* EXTRAIT DU TEXTE:
Procès des assistants fictifs du RN : la juge et les deux procureurs menacés de mort

Le parquet de Paris a ouvert une enquête, après des commentaires postés sur le site d’extrême Riposte Laïque, menaçant la présidente du tribunal correctionnel et Paris et les deux représentants du ministère public qui ont requis contre le parti et Marine Le Pen.
Marine Le Pen à l'ouverture du procès des assistants parlementaires du RN, à Paris le 30 septembre. (Denis Allard/Libération)
publié le 29 janvier 2025 à 12h13

«Une balle de 9mm dans la nuque». Une enquête a été ouverte après des menaces de mort à l’encontre de la présidente du tribunal, Bénédicte de Perthuis, et deux représentants du ministère public, au procès des assistants fictifs du RN, révèle l’agence de presse Reuters. C’est le Pôle national de lutte contre la haine en ligne (PNLH), créé il y a quatre ans pour lutter contre les cyberviolences, qui «a ouvert une enquête pour les menaces de mort au préjudice de magistrats, proférées sur internet», a indiqué le parquet de Paris mercredi soir. Celui-ci se dessaisira du dossier, comme il est d’usage, «au profit des parquets compétents en raison des domiciles de mis en cause qui seraient identifiés». «S’en prendre nommément aux personnes qui incarnent l’institution judiciaire ne saurait être accepté, a également dénoncé le parquet de Paris. Face à ces propos violents, il est rappelé qu’il est fondamental dans toute société démocratique que le débat judiciaire demeure encadré par la procédure pénale.»

Lors de ce procès, qui s’est tenu à l’automne au tribunal correctionnel de Paris, le parquet avait requis contre Marine Le Pen et plusieurs cadres du parti d’extrême droite des peines de prison, de lourdes amendes, et des peines d’inéligibilité avec exécution provisoire. Concernant l’ancienne candidate à la présidentielle, les peines requises par les deux procureurs Louise Neyton et Nicolas Barret sont de cinq ans de prison dont deux ferme, 300 000 euros d’amende et cinq ans d’inéligibilité avec exécution provisoire. Ce qui priverait Marine Le Pen d’une nouvelle chance de se lancer dans la course à l’Elysée en 2027. Ainsi, les dirigeants du RN, la députée du Pas-de-Calais en tête, n’ont pas apprécié les réquisitions et ne se sont pas gênés pour l’exprimer publiquement. Le jour des réquisitions du parquet, fin novembre, Marine Le Pen avait ainsi affirmé que la justice souhaitait «priver les Français de voter pour qui ils souhaitent».

* TRAVAIL DEMANDÉ: Transcrivez, s'il vous plaît, l'article sur les menaces visant les magistrats, à partir des mots «Le parquet de Paris a» et jusqu'aux mots «septembre. (Denis Allard/Libération)» inclus. Le matériel présenté ensuite n'a aucun lien avec l'article.

* DONNÉES PRÉSENTÉES:
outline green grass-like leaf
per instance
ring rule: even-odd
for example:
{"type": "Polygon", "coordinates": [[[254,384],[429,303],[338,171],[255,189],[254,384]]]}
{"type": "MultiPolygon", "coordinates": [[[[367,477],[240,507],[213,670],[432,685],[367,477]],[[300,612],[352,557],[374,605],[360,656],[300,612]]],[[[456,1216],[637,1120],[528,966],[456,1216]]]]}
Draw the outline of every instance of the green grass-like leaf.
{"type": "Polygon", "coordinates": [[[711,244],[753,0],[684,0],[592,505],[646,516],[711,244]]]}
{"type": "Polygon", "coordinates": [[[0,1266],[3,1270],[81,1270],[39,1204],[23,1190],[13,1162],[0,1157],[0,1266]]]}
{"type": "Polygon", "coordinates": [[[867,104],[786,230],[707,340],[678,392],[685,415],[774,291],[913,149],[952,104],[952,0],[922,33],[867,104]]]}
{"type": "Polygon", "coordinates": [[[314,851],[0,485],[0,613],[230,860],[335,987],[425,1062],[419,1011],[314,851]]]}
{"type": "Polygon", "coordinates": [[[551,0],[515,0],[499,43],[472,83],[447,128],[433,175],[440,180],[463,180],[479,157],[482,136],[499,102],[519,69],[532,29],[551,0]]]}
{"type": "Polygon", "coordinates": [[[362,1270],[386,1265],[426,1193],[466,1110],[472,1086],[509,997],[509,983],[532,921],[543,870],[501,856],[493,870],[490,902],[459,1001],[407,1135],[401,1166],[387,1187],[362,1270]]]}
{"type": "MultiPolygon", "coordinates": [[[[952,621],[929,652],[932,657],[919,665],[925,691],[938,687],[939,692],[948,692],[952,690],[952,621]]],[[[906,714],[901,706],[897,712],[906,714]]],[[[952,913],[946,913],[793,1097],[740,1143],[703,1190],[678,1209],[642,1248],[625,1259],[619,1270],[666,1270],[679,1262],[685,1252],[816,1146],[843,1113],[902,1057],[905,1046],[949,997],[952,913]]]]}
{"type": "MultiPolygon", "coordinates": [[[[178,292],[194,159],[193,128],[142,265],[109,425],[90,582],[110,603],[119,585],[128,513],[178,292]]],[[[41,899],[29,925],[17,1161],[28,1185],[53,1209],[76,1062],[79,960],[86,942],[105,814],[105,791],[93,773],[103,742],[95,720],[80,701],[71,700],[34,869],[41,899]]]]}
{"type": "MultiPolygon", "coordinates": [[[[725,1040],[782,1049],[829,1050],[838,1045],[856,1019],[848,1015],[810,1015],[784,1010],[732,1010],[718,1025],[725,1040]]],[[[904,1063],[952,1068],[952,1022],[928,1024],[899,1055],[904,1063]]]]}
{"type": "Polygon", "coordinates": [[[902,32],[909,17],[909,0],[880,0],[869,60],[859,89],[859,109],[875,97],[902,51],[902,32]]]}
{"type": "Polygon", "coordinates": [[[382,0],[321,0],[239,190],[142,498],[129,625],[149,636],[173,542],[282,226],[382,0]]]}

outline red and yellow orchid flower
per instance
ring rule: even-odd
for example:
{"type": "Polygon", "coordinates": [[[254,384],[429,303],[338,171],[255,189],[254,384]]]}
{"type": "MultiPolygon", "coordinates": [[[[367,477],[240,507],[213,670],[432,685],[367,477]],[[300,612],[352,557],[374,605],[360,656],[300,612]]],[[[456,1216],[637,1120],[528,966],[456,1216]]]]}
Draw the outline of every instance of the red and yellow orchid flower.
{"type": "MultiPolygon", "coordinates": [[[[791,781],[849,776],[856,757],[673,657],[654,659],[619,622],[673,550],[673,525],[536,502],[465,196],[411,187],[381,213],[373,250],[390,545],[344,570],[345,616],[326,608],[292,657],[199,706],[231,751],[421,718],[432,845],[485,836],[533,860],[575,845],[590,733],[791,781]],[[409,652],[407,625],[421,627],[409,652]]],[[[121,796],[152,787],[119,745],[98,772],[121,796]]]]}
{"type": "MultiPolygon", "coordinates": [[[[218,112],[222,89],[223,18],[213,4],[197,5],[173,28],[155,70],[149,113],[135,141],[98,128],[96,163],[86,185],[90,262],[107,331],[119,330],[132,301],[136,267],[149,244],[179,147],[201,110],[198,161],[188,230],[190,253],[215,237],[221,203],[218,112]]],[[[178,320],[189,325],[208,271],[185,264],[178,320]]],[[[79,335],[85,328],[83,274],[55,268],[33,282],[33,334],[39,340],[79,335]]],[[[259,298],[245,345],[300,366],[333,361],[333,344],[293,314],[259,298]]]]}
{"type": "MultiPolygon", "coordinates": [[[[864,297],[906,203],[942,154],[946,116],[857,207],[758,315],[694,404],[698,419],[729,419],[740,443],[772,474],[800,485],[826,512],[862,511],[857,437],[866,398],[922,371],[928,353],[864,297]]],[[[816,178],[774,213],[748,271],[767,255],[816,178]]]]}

* TÂCHE ACCOMPLIE:
Le parquet de Paris a ouvert une enquête, après des commentaires postés sur le site d’extrême Riposte Laïque, menaçant la présidente du tribunal correctionnel et Paris et les deux représentants du ministère public qui ont requis contre le parti et Marine Le Pen.
Marine Le Pen à l'ouverture du procès des assistants parlementaires du RN, à Paris le 30 septembre. (Denis Allard/Libération)